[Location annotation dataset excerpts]
________________________________________
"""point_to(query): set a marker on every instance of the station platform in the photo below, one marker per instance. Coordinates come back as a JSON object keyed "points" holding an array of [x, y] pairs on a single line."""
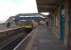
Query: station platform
{"points": [[43, 39]]}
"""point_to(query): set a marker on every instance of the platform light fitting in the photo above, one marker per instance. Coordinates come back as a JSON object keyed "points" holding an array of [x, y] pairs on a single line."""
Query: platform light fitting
{"points": [[45, 13]]}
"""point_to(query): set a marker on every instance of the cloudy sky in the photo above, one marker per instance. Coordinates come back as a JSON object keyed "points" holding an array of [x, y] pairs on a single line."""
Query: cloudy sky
{"points": [[12, 7]]}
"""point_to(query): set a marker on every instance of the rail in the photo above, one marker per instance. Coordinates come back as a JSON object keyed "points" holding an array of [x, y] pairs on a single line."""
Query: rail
{"points": [[10, 35]]}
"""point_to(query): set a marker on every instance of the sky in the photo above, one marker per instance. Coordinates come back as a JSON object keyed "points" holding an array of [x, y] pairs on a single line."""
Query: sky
{"points": [[12, 7]]}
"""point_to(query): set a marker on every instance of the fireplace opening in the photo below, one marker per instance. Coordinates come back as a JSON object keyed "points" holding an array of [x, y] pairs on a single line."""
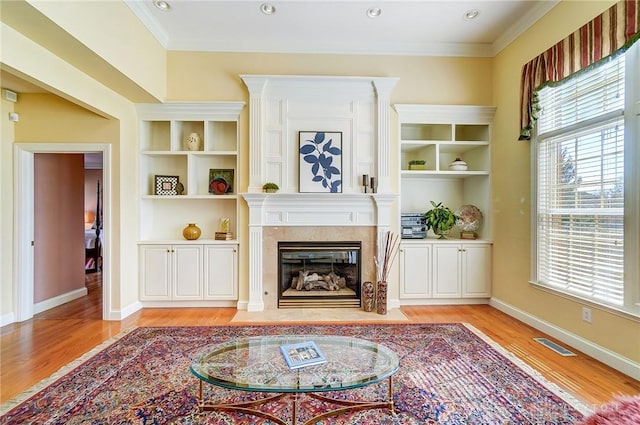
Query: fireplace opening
{"points": [[319, 274]]}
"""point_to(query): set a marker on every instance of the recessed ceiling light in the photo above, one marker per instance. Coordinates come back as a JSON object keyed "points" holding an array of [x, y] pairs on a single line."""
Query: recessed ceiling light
{"points": [[471, 14], [267, 8], [374, 12], [162, 5]]}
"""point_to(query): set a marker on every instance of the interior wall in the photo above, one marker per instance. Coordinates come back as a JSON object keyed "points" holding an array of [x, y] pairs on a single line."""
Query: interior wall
{"points": [[207, 76], [6, 214], [512, 207], [58, 225]]}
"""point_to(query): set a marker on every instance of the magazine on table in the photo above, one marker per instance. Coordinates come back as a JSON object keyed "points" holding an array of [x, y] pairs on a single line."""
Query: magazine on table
{"points": [[302, 354]]}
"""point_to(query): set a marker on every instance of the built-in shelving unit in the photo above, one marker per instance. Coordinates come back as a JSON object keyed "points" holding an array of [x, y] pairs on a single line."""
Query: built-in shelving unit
{"points": [[164, 129], [451, 270], [175, 271]]}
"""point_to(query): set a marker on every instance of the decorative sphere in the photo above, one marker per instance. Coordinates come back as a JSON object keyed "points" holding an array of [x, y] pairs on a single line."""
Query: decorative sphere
{"points": [[469, 218]]}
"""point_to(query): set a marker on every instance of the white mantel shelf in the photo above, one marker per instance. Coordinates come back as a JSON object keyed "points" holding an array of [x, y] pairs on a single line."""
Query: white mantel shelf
{"points": [[319, 209]]}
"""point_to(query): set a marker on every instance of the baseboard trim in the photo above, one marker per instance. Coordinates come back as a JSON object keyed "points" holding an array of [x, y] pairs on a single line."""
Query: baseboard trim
{"points": [[59, 300], [7, 319], [606, 356], [125, 312]]}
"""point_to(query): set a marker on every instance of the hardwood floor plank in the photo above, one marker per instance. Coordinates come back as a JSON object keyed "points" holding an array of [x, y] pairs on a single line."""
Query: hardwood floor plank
{"points": [[33, 350]]}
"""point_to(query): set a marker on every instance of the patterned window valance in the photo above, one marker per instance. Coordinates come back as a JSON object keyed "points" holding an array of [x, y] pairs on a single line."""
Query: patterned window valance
{"points": [[612, 31]]}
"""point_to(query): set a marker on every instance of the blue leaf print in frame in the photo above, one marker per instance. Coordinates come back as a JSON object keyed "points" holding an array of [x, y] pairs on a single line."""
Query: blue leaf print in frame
{"points": [[320, 161]]}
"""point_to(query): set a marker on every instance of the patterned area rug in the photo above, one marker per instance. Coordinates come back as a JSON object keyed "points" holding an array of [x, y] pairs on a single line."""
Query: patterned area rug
{"points": [[449, 374]]}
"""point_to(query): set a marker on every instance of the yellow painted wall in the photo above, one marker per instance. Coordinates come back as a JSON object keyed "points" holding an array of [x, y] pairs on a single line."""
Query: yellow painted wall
{"points": [[27, 58], [6, 214], [47, 118], [110, 30], [511, 193], [216, 76]]}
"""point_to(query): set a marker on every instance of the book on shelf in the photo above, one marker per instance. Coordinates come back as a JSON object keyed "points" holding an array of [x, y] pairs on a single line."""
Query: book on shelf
{"points": [[302, 354]]}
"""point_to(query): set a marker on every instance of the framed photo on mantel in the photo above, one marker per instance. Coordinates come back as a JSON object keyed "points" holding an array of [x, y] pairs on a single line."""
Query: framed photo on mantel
{"points": [[320, 161]]}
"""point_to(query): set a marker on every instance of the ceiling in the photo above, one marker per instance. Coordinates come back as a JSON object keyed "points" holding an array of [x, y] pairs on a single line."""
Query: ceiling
{"points": [[418, 27]]}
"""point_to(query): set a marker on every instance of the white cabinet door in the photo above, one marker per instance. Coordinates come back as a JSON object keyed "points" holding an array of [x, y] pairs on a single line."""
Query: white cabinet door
{"points": [[476, 271], [155, 272], [415, 271], [187, 272], [446, 271], [220, 272]]}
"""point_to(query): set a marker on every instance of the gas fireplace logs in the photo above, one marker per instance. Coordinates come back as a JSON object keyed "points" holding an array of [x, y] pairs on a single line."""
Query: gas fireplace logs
{"points": [[306, 281]]}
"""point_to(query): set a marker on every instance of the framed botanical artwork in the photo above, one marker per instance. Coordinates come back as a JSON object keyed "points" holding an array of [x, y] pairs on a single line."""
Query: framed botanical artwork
{"points": [[320, 161], [166, 185], [220, 181]]}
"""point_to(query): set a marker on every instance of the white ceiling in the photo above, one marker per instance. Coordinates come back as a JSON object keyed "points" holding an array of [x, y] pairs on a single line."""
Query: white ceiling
{"points": [[418, 27]]}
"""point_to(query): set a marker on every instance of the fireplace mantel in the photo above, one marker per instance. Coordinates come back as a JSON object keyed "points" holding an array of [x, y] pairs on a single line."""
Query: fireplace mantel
{"points": [[319, 209], [280, 107]]}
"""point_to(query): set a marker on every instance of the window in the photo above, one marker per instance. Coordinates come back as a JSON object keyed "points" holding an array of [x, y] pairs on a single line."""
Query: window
{"points": [[587, 141]]}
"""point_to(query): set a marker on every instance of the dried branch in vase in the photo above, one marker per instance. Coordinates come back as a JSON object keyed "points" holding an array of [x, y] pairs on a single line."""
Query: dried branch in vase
{"points": [[387, 256]]}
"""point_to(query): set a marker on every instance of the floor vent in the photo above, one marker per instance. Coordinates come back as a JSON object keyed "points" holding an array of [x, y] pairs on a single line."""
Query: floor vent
{"points": [[555, 347]]}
________________________________________
- **Given problem**
All of the entries need to be transcribed word for word; pictures are left out.

- **Response to this exercise**
"""point_to(query): set a marker on every instance of the station platform in the photo below, one marker per instance. Coordinates come back as a JSON object keyed "points" holding an array of [x, y] pairs on a single line."""
Query: station platform
{"points": [[43, 39]]}
"""point_to(query): set a marker on every instance of the platform light fitting in the photo above, one marker per instance. Coordinates come back as a JSON object keyed "points" holding an array of [x, y] pairs on a single line."""
Query: platform light fitting
{"points": [[45, 13]]}
"""point_to(query): set a marker on every instance of the cloudy sky in the photo above, one marker per instance. Coordinates come back as a JSON object keyed "points" holding an array of [x, y] pairs on a single line."""
Query: cloudy sky
{"points": [[12, 7]]}
"""point_to(query): set a marker on every instance of the rail in the photo above, one marker per instance. Coordinates come back as a JSON object keyed "points" holding an array of [x, y] pairs on a single line."""
Query: rail
{"points": [[10, 35]]}
"""point_to(query): set a marker on every instance of the sky in the photo above, one marker per instance. Coordinates come back as a JSON object keyed "points" holding an array of [x, y] pairs on a single line."""
Query: sky
{"points": [[12, 7]]}
"""point_to(query): set a marker on every instance of the fireplace opening in the photo below, one marker per instance. Coordinates come back as a JSON object keyed "points" holding an array of [x, y] pairs on a single line."""
Query: fireplace opening
{"points": [[319, 274]]}
"""point_to(query): set a marker on every instance of the recessed ceiling light in the photo above, one marker per instance. Coordinates come back as a JSON object keyed "points" holding an array of [x, y] pairs on a single line."""
Query: recessed ceiling light
{"points": [[471, 14], [267, 8], [374, 12], [162, 5]]}
"""point_to(query): set a marker on every instance of the interior wall in the photo above, one marker per instance. Coordinates come back as a JSON object keyed "points" holding an array of [x, y] pairs on a single line."""
Query: interior wall
{"points": [[207, 76], [6, 214], [512, 207], [58, 225]]}
"""point_to(query): set a marker on every instance of the magazine on table in the photo above, one marker per instance. Coordinates come back as a JSON object keyed "points" holding an array of [x, y] pairs on a single line."""
Query: magazine on table
{"points": [[302, 354]]}
"""point_to(query): set a marker on every instance of the built-in shelving unit in the photo above, one marker per instance. Coordinates come back as a JSON object keyed "points" holding an array of [x, y] pairs on a single line."""
Query: built-in shelving unit
{"points": [[164, 129], [451, 270], [175, 271]]}
"""point_to(query): set a marker on every instance of the decorative sphere in the photo above, one marker per instance. Coordinates come back as a JSON object keyed "points" holding an array of [x, y] pairs on a single line."""
Query: decorative sphere
{"points": [[469, 218]]}
"""point_to(query): set a marker on every instance of the white mantel shelf in the photo above, one marker per instance. Coordinates come back as a JSON object keyed "points" holding an array of [x, y] pairs on a single line."""
Query: white mantel shelf
{"points": [[319, 209]]}
"""point_to(query): set a marker on every instance of the baseboard trim in the photo above, one marker per instance. Coordinates come back as a JSON object keyed "points" holding an array of [x, y] pairs on a single line."""
Query: baseboard trim
{"points": [[59, 300], [7, 319], [606, 356], [125, 312]]}
"""point_to(query): set a marker on every instance of the hardwood floor plank in the photo above, one marker per instance. Coordinates come back as a JSON object keyed "points" holding an array of [x, y] pairs on a single line."""
Query: hardwood floor plank
{"points": [[33, 350]]}
"""point_to(query): set a marker on every instance of the patterned window valance in the photo above, one marker per instance. Coordinates come back as a JSON object keyed "points" holding an array of [x, y] pairs on a single line."""
Query: patterned window valance
{"points": [[612, 31]]}
"""point_to(query): set a marker on every instance of the blue leaf print in frame in the photo above, one marker per instance. Coordinates come back as a JSON object keyed "points" holding an array of [x, y] pairs on a single line."""
Query: blue leaf print in frame
{"points": [[320, 161]]}
"""point_to(query): set a marker on every instance of the patterned area rug in the photo above, one marker per instance. Coordinates come back as a JSON object keyed "points" holding an array of [x, y] pairs on a single line."""
Query: patterned area rug
{"points": [[449, 374]]}
"""point_to(query): set a marker on every instance of the yellow painted wall in the photo above, one marker per instance. Coordinates come back as a JSON object keyed "points" holding an array of [x, y] pairs on a single line."""
Query: yellow painted wall
{"points": [[27, 58], [6, 214], [47, 118], [110, 30], [511, 193], [216, 76]]}
"""point_to(query): set a marker on every instance of the book on shelf in the photo above, one marker per instance. Coordinates come back as a JSON object keyed "points" holding an array of [x, y] pairs on a single line."""
Query: book on shelf
{"points": [[302, 354]]}
"""point_to(query): set a marker on every instance of the framed photo on mantel in the photo above, one marker per instance. Coordinates come back as a JSON object keyed "points" holding an array of [x, y] pairs on a single line."""
Query: framed photo on mantel
{"points": [[320, 161]]}
"""point_to(query): set a marker on every instance of the ceiling in the photo above, one marker per instance. Coordinates come back as a JSON object keyed "points" holding an array of [x, y] pairs on a single line."""
Query: ceiling
{"points": [[418, 27]]}
"""point_to(query): set a marker on every instance of the white cabinet door in the photo above, one marker per instance. Coordinates come back as a JSON object keyed "points" holding an array of [x, y] pairs on a single line."""
Query: white cabinet door
{"points": [[476, 271], [155, 272], [415, 271], [187, 272], [446, 271], [220, 272]]}
"""point_to(query): set a marker on every instance of the gas fireplace logs in the photo above, one marker per instance. Coordinates come back as a JSON object keyed "points" holding an array of [x, y] pairs on a single line."""
Query: gas fireplace logs
{"points": [[306, 281]]}
"""point_to(query): set a marker on every instance of the framed botanical artwork in the photo above, one marker per instance. Coordinates come back as a JSON object keyed "points" holding an array of [x, y] pairs on a single line."""
Query: framed botanical artwork
{"points": [[320, 161], [166, 185], [220, 181]]}
"""point_to(query): set a marker on every instance of the white ceiling in the photo above, one marker per instance. Coordinates come back as a JSON object keyed "points" holding an array of [x, y] pairs on a single line."""
Query: white ceiling
{"points": [[418, 27]]}
"""point_to(query): set a marker on every instance of the fireplace mantel in the photo above, one marker per instance. Coordinates come back as a JSON object keyed "points" holding an array of [x, y] pairs on a single line."""
Query: fireplace mantel
{"points": [[319, 209], [280, 107]]}
"""point_to(query): set a marker on every instance of the window in the photo above, one marker per instance. Coordinates come back as a JSON object keyed "points" holding an array of [x, y] pairs on a single line."""
Query: window
{"points": [[587, 141]]}
"""point_to(query): set a marker on every instance of the dried branch in vase in the photo above, one marker per instance. Coordinates come back as a JSON object keyed "points" holding an array of [x, y] pairs on a single line."""
Query: dried branch in vase
{"points": [[387, 256]]}
"""point_to(query): set a marker on every instance of the floor vent in the photo above, one marker per instance. Coordinates come back as a JSON object keyed "points" holding an array of [x, y] pairs on a single line."""
Query: floor vent
{"points": [[555, 347]]}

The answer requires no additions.